BRIEF A: Quote the blog post below from "Southwark Cathedral" to "the tech-Britney, anyway).".

SUPPLIED PASSAGE:
-=-=-=-=-

Thursday 2 October 2008



Southwark Cathedral




Lunch at The Scoop

APPLE CIDER & ECONOMIC MELTDOWNS

Top o' the mornin' to ye. Hope the blog's working for you all, and here's to brave new adventures in cyberspace (for yours truly the tech-Britney, anyway).

THE WEEK IN BRIEF
For all of those with attention spans as short as Paris Hilton's IQ number, this past week I:

- Went to a farewell 'do in a gorgeous 3-storey terrace house (with a backyard AND a bbq - see pics on Facebook for now) and then caught my first nightbus home. "Home" being somewhere near Westminster, where I gave up, jumped out and caught a cab.

- Had my first 2-hour run with the Rocco's basketball boys. First run of any kind in nearly 2 years, actually. Legs have only today decided to let me walk normally, as opposed to walking like I've just had a Close Encounter of The Brown Kind. If you know what I mean.

-=-=-=-=-

EXERCISE MATERIALS:

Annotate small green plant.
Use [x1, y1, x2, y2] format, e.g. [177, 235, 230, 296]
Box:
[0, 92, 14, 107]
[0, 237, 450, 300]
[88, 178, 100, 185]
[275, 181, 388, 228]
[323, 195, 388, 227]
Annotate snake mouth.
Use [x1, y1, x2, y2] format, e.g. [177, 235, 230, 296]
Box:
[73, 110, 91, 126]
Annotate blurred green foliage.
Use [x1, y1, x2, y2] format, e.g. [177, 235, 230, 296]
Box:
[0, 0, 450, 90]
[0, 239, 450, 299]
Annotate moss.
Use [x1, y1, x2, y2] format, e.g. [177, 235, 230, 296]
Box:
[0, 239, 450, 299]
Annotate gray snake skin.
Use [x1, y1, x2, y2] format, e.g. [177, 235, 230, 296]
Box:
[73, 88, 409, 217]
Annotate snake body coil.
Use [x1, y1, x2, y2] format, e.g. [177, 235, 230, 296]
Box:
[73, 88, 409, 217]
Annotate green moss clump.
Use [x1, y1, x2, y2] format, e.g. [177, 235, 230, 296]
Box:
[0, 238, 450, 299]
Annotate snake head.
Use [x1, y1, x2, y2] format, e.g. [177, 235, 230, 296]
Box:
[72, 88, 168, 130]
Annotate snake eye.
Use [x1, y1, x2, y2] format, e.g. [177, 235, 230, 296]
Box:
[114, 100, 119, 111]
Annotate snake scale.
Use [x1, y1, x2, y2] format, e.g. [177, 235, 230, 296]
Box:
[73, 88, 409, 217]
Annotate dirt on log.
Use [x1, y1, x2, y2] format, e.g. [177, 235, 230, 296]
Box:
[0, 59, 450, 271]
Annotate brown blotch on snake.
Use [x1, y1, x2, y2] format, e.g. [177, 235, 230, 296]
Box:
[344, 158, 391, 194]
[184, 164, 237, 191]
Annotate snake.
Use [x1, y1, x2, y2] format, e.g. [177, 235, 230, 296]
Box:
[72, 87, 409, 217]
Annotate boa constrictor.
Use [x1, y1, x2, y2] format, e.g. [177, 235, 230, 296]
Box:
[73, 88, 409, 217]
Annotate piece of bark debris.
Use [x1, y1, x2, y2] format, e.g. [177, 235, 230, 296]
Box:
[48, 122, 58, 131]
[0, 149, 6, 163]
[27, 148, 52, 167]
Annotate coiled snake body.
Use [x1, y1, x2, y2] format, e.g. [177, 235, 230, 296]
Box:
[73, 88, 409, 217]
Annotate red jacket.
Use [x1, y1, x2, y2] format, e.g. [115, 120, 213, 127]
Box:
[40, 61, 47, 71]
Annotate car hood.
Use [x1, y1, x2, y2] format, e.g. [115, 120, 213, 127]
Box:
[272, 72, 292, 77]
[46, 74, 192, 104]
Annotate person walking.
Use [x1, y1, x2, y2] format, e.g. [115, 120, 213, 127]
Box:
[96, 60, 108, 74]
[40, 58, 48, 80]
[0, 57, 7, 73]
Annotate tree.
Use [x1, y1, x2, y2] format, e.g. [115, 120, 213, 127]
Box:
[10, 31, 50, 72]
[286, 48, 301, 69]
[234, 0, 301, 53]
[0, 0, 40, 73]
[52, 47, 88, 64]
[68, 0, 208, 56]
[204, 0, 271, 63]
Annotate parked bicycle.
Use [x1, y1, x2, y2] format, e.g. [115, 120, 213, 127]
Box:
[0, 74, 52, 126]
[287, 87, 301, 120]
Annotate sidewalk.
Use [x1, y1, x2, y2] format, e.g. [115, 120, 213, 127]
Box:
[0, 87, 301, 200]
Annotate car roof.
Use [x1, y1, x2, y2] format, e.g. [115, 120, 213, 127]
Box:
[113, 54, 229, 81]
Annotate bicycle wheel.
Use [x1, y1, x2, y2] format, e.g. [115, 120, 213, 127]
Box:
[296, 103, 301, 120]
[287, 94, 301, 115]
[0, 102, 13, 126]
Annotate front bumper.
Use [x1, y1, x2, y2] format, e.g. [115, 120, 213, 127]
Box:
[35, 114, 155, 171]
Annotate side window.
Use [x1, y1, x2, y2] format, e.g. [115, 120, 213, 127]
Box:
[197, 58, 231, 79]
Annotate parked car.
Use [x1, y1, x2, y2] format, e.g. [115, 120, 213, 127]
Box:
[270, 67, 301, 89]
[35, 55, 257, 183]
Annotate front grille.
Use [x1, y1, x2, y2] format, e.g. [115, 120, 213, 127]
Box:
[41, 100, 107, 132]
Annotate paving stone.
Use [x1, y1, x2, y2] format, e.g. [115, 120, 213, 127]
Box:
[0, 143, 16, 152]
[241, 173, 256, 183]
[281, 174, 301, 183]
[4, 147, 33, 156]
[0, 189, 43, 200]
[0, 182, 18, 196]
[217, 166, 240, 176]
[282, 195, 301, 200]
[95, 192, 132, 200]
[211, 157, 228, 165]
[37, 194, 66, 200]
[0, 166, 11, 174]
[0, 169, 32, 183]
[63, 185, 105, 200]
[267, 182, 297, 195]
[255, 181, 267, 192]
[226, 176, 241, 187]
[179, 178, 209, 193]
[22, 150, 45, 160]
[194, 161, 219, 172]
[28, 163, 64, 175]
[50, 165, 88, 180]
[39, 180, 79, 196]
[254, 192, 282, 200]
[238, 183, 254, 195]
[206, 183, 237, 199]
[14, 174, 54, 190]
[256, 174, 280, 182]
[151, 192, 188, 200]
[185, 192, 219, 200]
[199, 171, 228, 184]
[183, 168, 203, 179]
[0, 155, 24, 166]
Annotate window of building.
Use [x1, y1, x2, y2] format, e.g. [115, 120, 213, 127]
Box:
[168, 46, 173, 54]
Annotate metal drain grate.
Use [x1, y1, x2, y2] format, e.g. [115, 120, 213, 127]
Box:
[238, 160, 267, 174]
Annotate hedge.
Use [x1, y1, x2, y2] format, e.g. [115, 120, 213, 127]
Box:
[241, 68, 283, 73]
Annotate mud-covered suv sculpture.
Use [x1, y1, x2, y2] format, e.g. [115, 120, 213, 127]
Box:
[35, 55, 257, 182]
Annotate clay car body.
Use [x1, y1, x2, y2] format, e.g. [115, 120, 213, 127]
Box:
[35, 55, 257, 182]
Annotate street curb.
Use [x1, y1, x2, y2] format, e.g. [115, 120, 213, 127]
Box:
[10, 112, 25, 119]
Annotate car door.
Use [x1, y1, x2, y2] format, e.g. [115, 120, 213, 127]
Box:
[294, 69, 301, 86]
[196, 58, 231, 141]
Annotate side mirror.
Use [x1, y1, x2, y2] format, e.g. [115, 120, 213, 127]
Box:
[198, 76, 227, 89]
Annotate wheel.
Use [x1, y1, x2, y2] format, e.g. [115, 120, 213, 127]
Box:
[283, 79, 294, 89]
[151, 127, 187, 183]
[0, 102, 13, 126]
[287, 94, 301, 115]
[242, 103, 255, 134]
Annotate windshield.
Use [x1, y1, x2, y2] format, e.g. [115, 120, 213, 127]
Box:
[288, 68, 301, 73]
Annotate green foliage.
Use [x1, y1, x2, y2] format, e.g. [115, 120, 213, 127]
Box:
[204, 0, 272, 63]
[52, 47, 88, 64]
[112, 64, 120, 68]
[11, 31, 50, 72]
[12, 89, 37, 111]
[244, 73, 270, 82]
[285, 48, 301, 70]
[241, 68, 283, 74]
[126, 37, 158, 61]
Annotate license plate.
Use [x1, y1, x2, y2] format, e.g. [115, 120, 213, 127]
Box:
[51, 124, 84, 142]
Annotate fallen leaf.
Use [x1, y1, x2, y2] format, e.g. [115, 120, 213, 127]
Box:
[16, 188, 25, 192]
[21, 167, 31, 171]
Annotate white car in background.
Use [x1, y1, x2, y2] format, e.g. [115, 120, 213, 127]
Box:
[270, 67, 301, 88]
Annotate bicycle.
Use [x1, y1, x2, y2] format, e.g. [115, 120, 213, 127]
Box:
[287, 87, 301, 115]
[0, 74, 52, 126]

-=-=-=-=-

BRIEF B: Reproduce the lines of the entries from the line with "Annotate windshield." to the line with "[126, 37, 158, 61]", both included, and nothing else.

FULL SOLUTION A:
Southwark Cathedral




Lunch at The Scoop

APPLE CIDER & ECONOMIC MELTDOWNS

Top o' the mornin' to ye. Hope the blog's working for you all, and here's to brave new adventures in cyberspace (for yours truly the tech-Britney, anyway).

FULL SOLUTION B:
Annotate windshield.
Use [x1, y1, x2, y2] format, e.g. [115, 120, 213, 127]
Box:
[288, 68, 301, 73]
Annotate green foliage.
Use [x1, y1, x2, y2] format, e.g. [115, 120, 213, 127]
Box:
[204, 0, 272, 63]
[52, 47, 88, 64]
[112, 64, 120, 68]
[11, 31, 50, 72]
[12, 89, 37, 111]
[244, 73, 270, 82]
[285, 48, 301, 70]
[241, 68, 283, 74]
[126, 37, 158, 61]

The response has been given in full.